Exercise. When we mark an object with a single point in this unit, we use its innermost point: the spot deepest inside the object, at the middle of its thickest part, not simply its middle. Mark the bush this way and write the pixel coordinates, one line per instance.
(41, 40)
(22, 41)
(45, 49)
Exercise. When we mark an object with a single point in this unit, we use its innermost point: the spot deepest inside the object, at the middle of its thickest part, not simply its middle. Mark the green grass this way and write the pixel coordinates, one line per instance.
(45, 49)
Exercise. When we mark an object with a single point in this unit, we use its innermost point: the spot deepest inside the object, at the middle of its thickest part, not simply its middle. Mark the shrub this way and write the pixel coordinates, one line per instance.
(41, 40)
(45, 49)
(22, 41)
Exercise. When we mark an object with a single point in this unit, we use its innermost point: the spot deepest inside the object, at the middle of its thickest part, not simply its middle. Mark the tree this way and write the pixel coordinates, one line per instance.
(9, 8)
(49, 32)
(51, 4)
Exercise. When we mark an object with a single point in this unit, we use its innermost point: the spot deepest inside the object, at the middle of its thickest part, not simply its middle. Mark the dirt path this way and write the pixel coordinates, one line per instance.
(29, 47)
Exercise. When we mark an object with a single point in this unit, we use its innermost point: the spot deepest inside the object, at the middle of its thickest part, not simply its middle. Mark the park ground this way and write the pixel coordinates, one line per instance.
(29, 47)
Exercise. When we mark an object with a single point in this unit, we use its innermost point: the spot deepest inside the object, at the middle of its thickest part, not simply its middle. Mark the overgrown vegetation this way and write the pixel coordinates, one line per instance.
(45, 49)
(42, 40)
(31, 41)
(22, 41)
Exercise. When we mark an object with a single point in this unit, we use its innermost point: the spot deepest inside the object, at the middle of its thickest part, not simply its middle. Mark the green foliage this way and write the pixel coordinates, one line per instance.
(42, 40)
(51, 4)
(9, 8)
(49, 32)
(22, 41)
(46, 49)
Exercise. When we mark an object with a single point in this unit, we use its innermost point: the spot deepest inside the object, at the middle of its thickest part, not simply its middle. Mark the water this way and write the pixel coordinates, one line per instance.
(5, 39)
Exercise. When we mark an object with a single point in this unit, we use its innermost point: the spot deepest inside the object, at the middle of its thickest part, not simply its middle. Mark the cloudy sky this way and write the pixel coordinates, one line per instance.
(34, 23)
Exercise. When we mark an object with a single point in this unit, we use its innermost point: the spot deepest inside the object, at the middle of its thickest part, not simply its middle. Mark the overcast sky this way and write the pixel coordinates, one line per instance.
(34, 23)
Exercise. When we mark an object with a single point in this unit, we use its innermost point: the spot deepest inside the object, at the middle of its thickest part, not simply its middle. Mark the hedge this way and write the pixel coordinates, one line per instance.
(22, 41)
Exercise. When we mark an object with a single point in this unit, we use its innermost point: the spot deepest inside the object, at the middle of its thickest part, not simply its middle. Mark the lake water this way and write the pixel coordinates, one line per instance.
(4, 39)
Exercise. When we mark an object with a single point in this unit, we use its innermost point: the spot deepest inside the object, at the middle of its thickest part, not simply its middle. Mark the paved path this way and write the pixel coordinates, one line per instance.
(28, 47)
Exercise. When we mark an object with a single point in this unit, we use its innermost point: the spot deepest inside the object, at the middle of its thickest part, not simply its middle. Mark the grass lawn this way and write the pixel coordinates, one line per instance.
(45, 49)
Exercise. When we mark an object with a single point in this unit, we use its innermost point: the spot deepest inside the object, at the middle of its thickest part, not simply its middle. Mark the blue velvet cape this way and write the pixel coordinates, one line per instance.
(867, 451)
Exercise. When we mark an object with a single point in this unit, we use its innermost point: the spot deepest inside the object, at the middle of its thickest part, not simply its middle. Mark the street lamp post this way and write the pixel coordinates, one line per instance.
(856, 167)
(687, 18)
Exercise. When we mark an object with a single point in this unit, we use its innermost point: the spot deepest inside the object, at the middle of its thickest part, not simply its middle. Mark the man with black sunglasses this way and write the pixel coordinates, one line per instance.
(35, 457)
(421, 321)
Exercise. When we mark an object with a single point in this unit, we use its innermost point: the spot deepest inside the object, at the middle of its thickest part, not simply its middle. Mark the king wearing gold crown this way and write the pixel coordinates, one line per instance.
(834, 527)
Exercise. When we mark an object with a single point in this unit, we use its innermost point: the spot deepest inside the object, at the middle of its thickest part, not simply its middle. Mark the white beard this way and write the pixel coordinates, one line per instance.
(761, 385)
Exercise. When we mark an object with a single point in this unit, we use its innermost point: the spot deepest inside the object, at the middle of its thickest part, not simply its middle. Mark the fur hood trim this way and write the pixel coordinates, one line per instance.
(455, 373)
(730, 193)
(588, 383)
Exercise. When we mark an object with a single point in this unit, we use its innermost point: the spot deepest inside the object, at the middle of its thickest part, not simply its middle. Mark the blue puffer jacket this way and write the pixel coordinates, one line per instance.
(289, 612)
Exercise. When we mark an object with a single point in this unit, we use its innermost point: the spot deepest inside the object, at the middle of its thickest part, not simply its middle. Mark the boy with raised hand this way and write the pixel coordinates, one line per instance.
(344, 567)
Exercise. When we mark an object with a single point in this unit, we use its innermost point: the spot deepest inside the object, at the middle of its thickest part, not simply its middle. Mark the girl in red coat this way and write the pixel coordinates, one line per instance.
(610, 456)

■ Your assignment: Each line of the data above is to be set down exactly.

■ Output of the task:
Exercise. When we mark an object with a single point in this unit, we use its innermost point: the spot deepest inside the object, at the middle of its thickest part, not simply its middle. Mark the bush this way and write the pixel coordinates, one line per instance.
(41, 40)
(22, 41)
(45, 49)
Exercise. When we mark an object with a single point in this unit, we use its innermost point: the spot deepest inside the object, at the middle of its thickest part, not simply its middle. Mark the green grass this way and write the pixel coordinates, one line per instance.
(45, 49)
Exercise. When we mark an object with a single point in this unit, we use its innermost point: the spot deepest inside the object, at the middle of its thickest part, not simply its middle. Mark the shrub this way and write the pixel coordinates, one line per instance.
(41, 40)
(45, 49)
(22, 41)
Exercise. When we mark an object with a single point in this unit, we use its innermost point: the spot deepest inside the object, at the middle of its thickest part, not simply its middle. Mark the tree this way and write the pixel coordinates, one line per instance.
(9, 8)
(49, 32)
(51, 4)
Exercise. When we mark an object with a single point in this unit, we use its innermost point: the spot deepest inside the object, at the middle of its thickest part, not simply its middle. Mark the dirt path this way and write the pixel coordinates, one line per instance.
(29, 47)
Exercise. When we mark an object with a single point in this unit, we use its innermost point: the spot deepest inside the object, at the middle of its thickest part, not simply its middle. Mark the park ground this way and write the pixel coordinates, one line per instance.
(29, 47)
Exercise. When we mark an object with a single point in this unit, we use its innermost point: the spot deepest inside the object, at the middle of its thickest part, not simply its middle. Mark the overgrown vegetation this way and write the pixel coordinates, one line per instance.
(45, 49)
(42, 40)
(31, 41)
(22, 41)
Exercise. When we mark an object with a single point in this unit, we use its innermost point: the spot deepest inside the object, at the middle of its thickest part, not simply its middle. Mark the green foliage this way and write the pixel coordinates, one line per instance.
(42, 40)
(51, 4)
(9, 8)
(49, 32)
(22, 41)
(46, 49)
Exercise. When we mark an object with a single point in this unit, we use its innermost point: the spot deepest inside the object, at the middle of its thickest part, not simply its middle. Mark the water this way and write the pixel coordinates, one line per instance.
(5, 39)
Exercise. When we mark an object with a single point in this unit, we use its innermost point: the spot deepest inside the object, at the middle of its thickest part, not simply its middle. Mark the cloudy sky this way and write the pixel coordinates, one line per instance.
(34, 23)
Exercise. When we mark an object with a single point in this unit, we use its innermost point: the spot deepest inside the object, at the middle of its thickest part, not simply its middle. Mark the overcast sky this way and write the pixel coordinates, one line per instance.
(34, 23)
Exercise. When we mark an object with a single point in this unit, we use its innermost point: the spot deepest inside the object, at the middle of its thickest part, not simply its middle. Mark the hedge this way and write the pixel coordinates, one line per instance.
(22, 41)
Exercise. When we mark an object with a single point in this unit, we use its innermost point: the spot deepest inside the object, at the middle of its thickest part, not simply its middle. Mark the lake water this way and write the pixel coordinates, one line per instance.
(4, 39)
Exercise. When we mark an object with a single point in this unit, we use its innermost point: the spot deepest inside the object, at the middle of its thickest part, not simply its middle. Mark the paved path this way and write the pixel coordinates, one line per instance.
(28, 47)
Exercise. When we mark an object with a single point in this unit, we use its innermost point: the spot deepest inside the object, at the middle of its thickest part, not simply its middle. Mark the grass lawn this way and write the pixel coordinates, one line per instance.
(45, 49)
Exercise. When we mark an object with a single point in this unit, we use its innermost point: the spot deepest inside the object, at the middle of its thickest part, not simply its middle. Mark the blue velvet cape this way and write the pixel coordinates, one line per instance.
(867, 451)
Exercise. When we mark an object with a single point in this unit, we use its innermost point: the spot deepest inside the object, at the middle of its thickest part, not simply its middle. Mark the street lamp post this way and write the pixel coordinates, one line per instance.
(856, 167)
(687, 18)
Exercise. When we mark an object with a single point in this unit, we use its innermost point: the spot deepest inside the object, at the middle of its thickest part, not simply its middle. Mark the man with black sunglasses this way and write the pixel coordinates, one line per instance.
(35, 457)
(421, 321)
Exercise. When we mark an object with a single point in this unit, we use its innermost point: the spot deepest inside the object, at the middle of its thickest part, not simply its middle. Mark the king wearing gold crown this way and write the pixel coordinates, one line per instance.
(834, 527)
Exercise. When we mark an object with a single point in this unit, we use its innermost point: the spot deepest inside the object, at the middle of its thickest part, not simply its middle. Mark the white beard this way and write the pixel coordinates, one line per instance.
(761, 385)
Exercise. When we mark an object with a single point in this unit, we use its innermost point: the spot deepest inside the object, at the middle of its thickest part, not simply its middle. Mark the fur hood trim this way and write the pixel coordinates, one line per instance.
(455, 373)
(730, 193)
(588, 383)
Exercise. When we mark an object with a single point in this unit, we use its innermost point: the spot deepest inside the object, at the middle of its thickest part, not simply its middle. Mark the blue puffer jacket this way and write the pixel coordinates, one line per instance.
(289, 612)
Exercise. When we mark an object with a single point in this unit, we use its innermost point: the spot deepest inside the object, at the middle of its thickest part, not simply its middle. Mark the boy with raised hand this way and write the pixel coordinates, one line per instance.
(344, 567)
Exercise. When we mark an object with a single point in this unit, we use its innermost point: the spot deepest inside the object, at the middle of its thickest part, not simply its middle. Mark the girl in red coat this way and write the pixel coordinates, one line per instance.
(610, 456)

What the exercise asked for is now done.